------ Recorded information ------

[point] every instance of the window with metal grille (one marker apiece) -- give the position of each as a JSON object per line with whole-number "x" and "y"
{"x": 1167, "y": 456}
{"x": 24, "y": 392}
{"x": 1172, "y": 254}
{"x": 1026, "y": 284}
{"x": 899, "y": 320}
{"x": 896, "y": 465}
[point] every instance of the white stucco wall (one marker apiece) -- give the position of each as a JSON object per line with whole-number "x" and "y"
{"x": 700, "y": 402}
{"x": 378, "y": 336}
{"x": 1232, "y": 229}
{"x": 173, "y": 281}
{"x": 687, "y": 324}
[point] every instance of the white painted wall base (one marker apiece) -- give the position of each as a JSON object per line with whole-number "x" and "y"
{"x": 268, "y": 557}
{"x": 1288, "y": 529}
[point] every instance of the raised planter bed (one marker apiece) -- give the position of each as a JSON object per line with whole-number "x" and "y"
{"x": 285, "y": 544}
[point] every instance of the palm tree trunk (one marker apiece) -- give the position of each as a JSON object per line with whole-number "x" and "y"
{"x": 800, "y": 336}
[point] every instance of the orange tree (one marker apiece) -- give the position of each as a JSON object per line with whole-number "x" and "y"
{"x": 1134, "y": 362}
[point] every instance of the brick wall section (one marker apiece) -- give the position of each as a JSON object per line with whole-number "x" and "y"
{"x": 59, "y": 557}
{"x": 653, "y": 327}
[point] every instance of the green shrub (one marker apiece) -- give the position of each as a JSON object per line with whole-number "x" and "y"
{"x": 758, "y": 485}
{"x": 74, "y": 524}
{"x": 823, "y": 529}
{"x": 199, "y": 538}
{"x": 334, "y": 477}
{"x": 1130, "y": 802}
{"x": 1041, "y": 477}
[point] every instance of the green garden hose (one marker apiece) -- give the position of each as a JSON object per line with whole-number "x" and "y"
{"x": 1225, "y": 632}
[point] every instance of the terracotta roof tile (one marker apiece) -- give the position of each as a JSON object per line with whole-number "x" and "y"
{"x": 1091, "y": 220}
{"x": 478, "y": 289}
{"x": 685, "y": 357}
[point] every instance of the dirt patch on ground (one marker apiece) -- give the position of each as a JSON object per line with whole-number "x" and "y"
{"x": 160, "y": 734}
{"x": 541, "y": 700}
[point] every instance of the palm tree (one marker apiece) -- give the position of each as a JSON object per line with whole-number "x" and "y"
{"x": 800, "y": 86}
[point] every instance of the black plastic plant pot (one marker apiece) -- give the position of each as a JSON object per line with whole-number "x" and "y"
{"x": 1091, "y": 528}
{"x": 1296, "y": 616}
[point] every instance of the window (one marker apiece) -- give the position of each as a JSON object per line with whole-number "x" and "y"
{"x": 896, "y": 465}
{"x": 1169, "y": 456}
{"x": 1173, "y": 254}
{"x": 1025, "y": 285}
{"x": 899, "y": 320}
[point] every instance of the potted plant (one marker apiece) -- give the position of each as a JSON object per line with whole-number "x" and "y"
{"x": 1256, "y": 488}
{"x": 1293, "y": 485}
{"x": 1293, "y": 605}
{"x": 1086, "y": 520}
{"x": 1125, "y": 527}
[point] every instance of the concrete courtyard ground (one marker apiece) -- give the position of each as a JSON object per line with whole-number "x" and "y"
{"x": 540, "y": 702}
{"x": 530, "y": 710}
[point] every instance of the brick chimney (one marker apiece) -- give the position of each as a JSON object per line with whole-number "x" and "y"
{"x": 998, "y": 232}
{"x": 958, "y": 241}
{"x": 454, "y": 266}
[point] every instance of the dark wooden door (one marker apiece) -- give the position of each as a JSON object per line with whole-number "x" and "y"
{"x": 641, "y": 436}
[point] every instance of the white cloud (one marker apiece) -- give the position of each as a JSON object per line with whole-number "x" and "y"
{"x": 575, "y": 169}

------

Word for word, write out every record.

_Exercise response:_
[point] every instance of the window with metal grille (one marker apiece) -- give the position of each as a JSON object per line with whole-number "x" and "y"
{"x": 1167, "y": 456}
{"x": 24, "y": 392}
{"x": 1172, "y": 254}
{"x": 1026, "y": 284}
{"x": 899, "y": 320}
{"x": 896, "y": 465}
[point] every instance of the white stucco wall (one marker apiece) -- give the position of each as a JSON object per line with whole-number "x" and "y"
{"x": 700, "y": 402}
{"x": 378, "y": 336}
{"x": 1232, "y": 229}
{"x": 173, "y": 281}
{"x": 687, "y": 324}
[point] every instance of the white painted wall base (one marker apiece) -- give the position of each as a JSON object per line with whole-number "x" and "y"
{"x": 268, "y": 557}
{"x": 1288, "y": 529}
[point] every instance of the raised planter bed (one marker apiece) -- give the position of each as a JSON object per line with whole-number "x" and "y"
{"x": 285, "y": 544}
[point] every instance of the palm tree trunk (one marker apiece) -- give the position of each as a JSON object per line with whole-number "x" and "y"
{"x": 800, "y": 336}
[point] every instance of the orange tree (one marker apiece) -- give the position of each as a JSON object per line with whole-number "x" and "y"
{"x": 1134, "y": 362}
[point] every instance of the brick wall section (one marker apiece) -- give the position of each as a JSON object per line with whole-number "x" and "y"
{"x": 59, "y": 557}
{"x": 653, "y": 327}
[point] every instance of the green shrub (one marker apiece) -- give the position of each as a JSON object per line with whole-number "x" and "y"
{"x": 758, "y": 485}
{"x": 74, "y": 524}
{"x": 823, "y": 529}
{"x": 199, "y": 538}
{"x": 334, "y": 477}
{"x": 1130, "y": 802}
{"x": 1041, "y": 477}
[point] every instance of the green garden hose (one marker apiece) -- give the position of each as a JSON object per line with whole-number "x" and "y"
{"x": 1225, "y": 632}
[point] every instance of the terracotta roof tile (one marker apiece) -- give the position of each as a JSON object per line with whole-number "x" and "y"
{"x": 1091, "y": 220}
{"x": 478, "y": 289}
{"x": 685, "y": 357}
[point] every instance of the dirt patch on ground (one marker apiece) -- give the position of each as a JSON object per line with whole-number "x" and "y"
{"x": 160, "y": 734}
{"x": 541, "y": 700}
[point] every instance of the palm tree (one marker apiece) -- give the position of each as a JSON object per line with whole-number "x" and "y"
{"x": 800, "y": 86}
[point] every instance of the black plastic plant pot (one marker apiece) -- give the position of each as a JSON object per line with whole-number "x" and "y"
{"x": 1091, "y": 528}
{"x": 1296, "y": 616}
[point] every instance of the window (one marker apiece) -- give the position of each as a JSON object per line with whole-number "x" and "y"
{"x": 896, "y": 465}
{"x": 1169, "y": 456}
{"x": 1173, "y": 254}
{"x": 1025, "y": 285}
{"x": 899, "y": 320}
[point] every instance of the potted plant (one marker apiece) -- give the position of each as a JSON object per line with whole-number "x" and "y"
{"x": 1256, "y": 488}
{"x": 1293, "y": 485}
{"x": 1293, "y": 605}
{"x": 1086, "y": 520}
{"x": 1125, "y": 527}
[point] every instance of the concrete courtyard ground (one marker apiece) -- give the position of each as a JSON object per line with whole-number "x" and "y"
{"x": 540, "y": 702}
{"x": 530, "y": 710}
[point] every instance of the brick chimney (one marker apiece) -- give the position of each as a JSON object per line with whole-number "x" and "y"
{"x": 998, "y": 232}
{"x": 958, "y": 241}
{"x": 454, "y": 266}
[point] every instance of the dark wooden door (one marker apiece) -- give the position of each as a JSON object per line with whole-number "x" and "y"
{"x": 641, "y": 436}
[point] every instance of the white cloud (one marker apiece) -- give the position of each as a JSON object per line with whole-number "x" and "y"
{"x": 575, "y": 169}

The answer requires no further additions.